**What you should do**.
Your response should be an exact reproduction of the data below, beginning at the line containing "Indicate every instance of the green" and ending with the final line.

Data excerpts

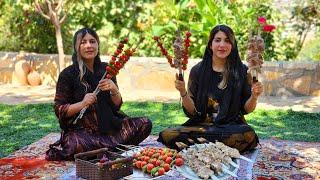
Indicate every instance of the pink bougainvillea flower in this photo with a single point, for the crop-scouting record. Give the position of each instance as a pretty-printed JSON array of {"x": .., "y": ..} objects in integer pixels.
[
  {"x": 262, "y": 20},
  {"x": 268, "y": 28}
]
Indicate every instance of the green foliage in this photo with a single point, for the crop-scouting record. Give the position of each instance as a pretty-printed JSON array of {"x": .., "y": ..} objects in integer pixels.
[
  {"x": 22, "y": 29},
  {"x": 21, "y": 125},
  {"x": 305, "y": 18}
]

**Solution**.
Indicate every instance of the green foliage in this photo with a single point, for the crop-scouting record. Give the position of each instance as a pretty-printed JSON array of {"x": .., "y": ..} objects in integer pixels.
[
  {"x": 22, "y": 29},
  {"x": 21, "y": 125},
  {"x": 305, "y": 18}
]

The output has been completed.